▶ **Consigne**: D'après le texte ci-dessous sur le Traité de Bengazi, quelle somme l'Italie doit-elle verser à la Libye pour les dommages de l'occupation, et sur combien d'années ?

▶ **Texte**:
-----
En Italie, la rénovation des accords économiques et politiques avec la Libye par le Traité de Bengazi, censé en partie aborder le problème de l’immigration clandestine, a soulevé la fronde des parlementaires libéraux italiens : ces derniers y voient un accord économique qui favorise seulement les deux chefs d’Etats, au détriment des conditions des migrants venant d’Afrique.

L’Italie joue un rôle important dans le cadre des routes de l’immigration clandestine africaine en Europe car sa position géographique en fait un point d’arrivée idéal. Or, elle pratique un contrôle maritime insuffisant et ses relations politiques avec les pays d’émigration sont instables. En outre, après la fermeture progressive des frontières espagnoles et l’entrée de Malte dans l’Union Européenne, les migrations par la route Libye-Italie ont augmenté. Les italiens se sont trouvés confrontés à une situation problématique sans avoir de bons contacts avec ce principal point de départ d’Afrique. Les relations entre les deux pays sont restées très mauvaises durant la fin XXème siècle, du fait des crimes commis pendant la période coloniale.

Les contacts italo-libyens ont repris en 2003, quand le gouvernement Berlusconi a envoyé moyens et agents pour assister l’activité de contrôle maritime. L’Italie a soutenu la construction de deux camps de détention en Libye pour les migrants irréguliers, mais sans établir des critères qualitatifs pour le traitement des prisonniers – une mauvaise idée dans un pays avec une longue tradition de torture qui n’a jamais signé la Convention sur les Droits des Réfugiés. Et les conséquences se sont très vite révélées. Dans les camps « italiens » en Libye on a assisté à l’application des mêmes habitudes de torture que dans les prisons libyennes : Amnesty International rapporte épisodes de privation de sommeil aux prisonniers, usage de bâtons électrifiés, prisonniers pendus dans leurs cellules. Les autorités italiennes n’ont pris aucune mesure.

En 2007 les deux pays passaient des accords pour une surveillance jointe et la création d’une chaine de commandement unifiée italo-libyenne, mais sous direction libyenne. Cette entente devenait effective en 2008, dans le cadre du Traité de Bengazi. Cet accord, fortement voulu par Berlusconi pour symboliser l’amitié retrouvée entre les deux pays, devait concerner la gestion optimale du problème de l’immigration et des questions économiques.

Le Traité se compose de trois parties. Dans la première, la Libye s’engage à combattre l’immigration vers l’Italie : le Traité fait référence au respect de la Charte ONU et de la Déclaration Universelle des Droits de l’Homme. En théorie l’Italie a ouvert la possibilité de forcer la Libye à respecter ces droits. La deuxième partie concerne les réparations que l’Italie doit payer à la Libye pour les dommages de l’occupation : 5 milliards de dollars sur vingt ans à investir dans la construction d’infrastructures. La troisième porte sur un partenariat économique, à concrétiser dans l’investissement de fonds souverains libyens en Italie.
-----
▶ **Liste des données**:
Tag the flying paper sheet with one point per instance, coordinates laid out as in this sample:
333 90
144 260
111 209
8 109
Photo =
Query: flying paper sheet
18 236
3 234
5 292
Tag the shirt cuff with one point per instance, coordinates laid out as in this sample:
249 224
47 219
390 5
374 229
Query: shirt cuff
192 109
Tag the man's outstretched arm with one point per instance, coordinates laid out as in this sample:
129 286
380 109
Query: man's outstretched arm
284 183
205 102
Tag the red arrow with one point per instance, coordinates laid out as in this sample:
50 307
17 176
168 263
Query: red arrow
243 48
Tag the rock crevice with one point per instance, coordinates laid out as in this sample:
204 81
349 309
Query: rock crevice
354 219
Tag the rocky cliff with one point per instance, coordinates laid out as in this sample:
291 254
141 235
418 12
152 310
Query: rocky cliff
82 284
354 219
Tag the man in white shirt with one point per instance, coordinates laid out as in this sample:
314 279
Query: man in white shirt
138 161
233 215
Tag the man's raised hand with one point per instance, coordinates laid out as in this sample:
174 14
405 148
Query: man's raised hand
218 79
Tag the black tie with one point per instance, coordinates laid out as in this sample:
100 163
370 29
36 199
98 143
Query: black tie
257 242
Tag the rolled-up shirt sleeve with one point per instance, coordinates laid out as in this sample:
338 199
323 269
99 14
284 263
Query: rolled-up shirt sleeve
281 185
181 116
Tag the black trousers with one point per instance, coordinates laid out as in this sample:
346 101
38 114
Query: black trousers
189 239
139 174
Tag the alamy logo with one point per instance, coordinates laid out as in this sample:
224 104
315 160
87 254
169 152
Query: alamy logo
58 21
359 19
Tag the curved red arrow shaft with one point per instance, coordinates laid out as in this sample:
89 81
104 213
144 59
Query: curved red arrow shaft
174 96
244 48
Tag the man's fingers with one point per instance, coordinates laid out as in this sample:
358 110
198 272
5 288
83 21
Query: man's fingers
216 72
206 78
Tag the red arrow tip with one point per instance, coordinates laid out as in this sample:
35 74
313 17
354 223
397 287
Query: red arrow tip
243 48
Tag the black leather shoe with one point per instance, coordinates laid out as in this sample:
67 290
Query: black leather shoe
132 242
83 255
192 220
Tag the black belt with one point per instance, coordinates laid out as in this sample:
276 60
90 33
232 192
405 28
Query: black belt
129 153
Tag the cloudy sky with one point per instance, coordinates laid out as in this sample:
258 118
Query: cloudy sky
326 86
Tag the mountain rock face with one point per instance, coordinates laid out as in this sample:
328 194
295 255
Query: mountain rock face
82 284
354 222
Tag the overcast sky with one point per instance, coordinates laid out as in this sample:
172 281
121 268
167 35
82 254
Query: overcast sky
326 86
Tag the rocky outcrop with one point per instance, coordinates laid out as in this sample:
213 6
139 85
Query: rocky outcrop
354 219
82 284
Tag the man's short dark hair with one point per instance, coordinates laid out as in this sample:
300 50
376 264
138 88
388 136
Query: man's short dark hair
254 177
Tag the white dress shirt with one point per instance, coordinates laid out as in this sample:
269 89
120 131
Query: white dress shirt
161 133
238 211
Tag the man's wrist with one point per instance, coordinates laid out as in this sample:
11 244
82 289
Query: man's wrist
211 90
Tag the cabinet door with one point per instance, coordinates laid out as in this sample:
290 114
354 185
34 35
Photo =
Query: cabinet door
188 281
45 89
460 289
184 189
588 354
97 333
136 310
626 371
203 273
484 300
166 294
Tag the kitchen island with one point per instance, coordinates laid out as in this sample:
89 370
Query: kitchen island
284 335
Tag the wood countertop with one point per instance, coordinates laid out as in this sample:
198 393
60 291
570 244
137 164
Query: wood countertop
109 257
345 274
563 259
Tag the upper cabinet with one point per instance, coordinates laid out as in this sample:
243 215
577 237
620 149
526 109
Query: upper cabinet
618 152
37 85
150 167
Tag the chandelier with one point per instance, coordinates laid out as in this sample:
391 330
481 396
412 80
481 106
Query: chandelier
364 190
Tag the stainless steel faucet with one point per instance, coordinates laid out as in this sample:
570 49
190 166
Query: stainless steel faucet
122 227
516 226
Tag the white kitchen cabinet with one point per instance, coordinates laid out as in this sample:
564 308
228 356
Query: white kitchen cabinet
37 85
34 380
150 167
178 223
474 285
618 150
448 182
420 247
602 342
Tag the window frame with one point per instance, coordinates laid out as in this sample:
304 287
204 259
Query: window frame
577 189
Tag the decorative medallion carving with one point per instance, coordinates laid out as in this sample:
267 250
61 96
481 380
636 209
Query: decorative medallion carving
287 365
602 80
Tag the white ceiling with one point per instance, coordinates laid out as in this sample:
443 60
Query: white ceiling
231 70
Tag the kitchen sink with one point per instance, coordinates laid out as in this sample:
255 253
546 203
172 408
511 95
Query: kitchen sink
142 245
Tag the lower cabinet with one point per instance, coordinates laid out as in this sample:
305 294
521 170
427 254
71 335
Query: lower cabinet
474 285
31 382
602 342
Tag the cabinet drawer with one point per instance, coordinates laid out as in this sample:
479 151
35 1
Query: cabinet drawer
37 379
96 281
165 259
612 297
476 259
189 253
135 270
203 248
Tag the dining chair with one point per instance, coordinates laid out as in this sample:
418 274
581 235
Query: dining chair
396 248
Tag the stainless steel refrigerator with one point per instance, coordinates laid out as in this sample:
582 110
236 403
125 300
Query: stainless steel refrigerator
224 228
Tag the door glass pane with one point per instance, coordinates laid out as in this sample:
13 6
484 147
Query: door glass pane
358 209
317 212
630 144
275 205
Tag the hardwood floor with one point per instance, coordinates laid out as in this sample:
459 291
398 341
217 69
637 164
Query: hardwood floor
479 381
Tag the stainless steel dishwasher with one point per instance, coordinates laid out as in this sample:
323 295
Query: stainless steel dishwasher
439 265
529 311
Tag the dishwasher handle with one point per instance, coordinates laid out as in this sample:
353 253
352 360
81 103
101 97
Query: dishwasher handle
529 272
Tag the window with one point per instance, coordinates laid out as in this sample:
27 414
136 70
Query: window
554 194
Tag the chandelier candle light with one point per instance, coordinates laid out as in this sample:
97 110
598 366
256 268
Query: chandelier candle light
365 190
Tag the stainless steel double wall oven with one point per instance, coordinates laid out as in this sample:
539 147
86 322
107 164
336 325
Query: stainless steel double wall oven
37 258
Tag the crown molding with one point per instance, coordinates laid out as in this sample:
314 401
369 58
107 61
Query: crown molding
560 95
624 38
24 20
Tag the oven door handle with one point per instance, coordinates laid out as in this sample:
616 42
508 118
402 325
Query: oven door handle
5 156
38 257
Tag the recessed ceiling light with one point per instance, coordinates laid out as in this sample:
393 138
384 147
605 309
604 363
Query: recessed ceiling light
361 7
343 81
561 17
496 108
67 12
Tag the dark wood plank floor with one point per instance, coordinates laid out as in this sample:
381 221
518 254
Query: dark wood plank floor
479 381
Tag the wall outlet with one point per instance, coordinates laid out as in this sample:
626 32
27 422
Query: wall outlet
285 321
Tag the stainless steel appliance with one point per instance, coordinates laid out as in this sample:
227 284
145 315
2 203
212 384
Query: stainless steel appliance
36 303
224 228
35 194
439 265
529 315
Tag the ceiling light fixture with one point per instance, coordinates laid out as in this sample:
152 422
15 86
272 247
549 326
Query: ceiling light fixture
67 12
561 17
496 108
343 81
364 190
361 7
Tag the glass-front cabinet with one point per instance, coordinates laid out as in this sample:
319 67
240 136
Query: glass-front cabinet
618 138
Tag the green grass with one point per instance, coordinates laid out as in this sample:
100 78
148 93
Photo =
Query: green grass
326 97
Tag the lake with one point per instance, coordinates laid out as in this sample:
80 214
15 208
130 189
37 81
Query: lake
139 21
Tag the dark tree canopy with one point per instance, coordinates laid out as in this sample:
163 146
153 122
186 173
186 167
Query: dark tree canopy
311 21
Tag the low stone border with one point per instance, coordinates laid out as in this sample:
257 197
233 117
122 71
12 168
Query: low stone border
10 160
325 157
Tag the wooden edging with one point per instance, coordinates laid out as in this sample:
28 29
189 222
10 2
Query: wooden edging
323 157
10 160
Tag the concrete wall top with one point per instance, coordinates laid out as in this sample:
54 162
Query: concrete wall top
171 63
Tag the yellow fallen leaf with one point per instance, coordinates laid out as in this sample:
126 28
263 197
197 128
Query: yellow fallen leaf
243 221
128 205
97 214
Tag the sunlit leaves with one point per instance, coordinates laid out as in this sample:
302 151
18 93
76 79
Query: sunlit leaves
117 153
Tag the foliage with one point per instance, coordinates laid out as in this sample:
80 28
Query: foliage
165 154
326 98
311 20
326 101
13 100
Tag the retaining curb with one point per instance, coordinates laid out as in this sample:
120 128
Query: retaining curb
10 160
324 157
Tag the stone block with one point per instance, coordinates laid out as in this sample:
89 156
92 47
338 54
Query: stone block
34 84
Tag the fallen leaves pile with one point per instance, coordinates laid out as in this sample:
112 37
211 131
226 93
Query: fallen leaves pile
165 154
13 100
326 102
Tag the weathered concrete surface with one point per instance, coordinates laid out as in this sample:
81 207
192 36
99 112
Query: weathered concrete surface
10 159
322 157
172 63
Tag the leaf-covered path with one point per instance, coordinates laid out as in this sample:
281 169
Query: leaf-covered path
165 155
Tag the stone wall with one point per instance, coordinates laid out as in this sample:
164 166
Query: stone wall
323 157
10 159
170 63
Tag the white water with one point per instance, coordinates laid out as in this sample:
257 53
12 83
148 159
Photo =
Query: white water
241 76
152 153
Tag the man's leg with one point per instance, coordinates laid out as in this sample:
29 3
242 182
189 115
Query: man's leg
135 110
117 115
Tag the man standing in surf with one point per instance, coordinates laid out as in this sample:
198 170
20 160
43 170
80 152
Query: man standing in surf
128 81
-----
▶ **Réponse**: 5 milliards de dollars sur vingt ans.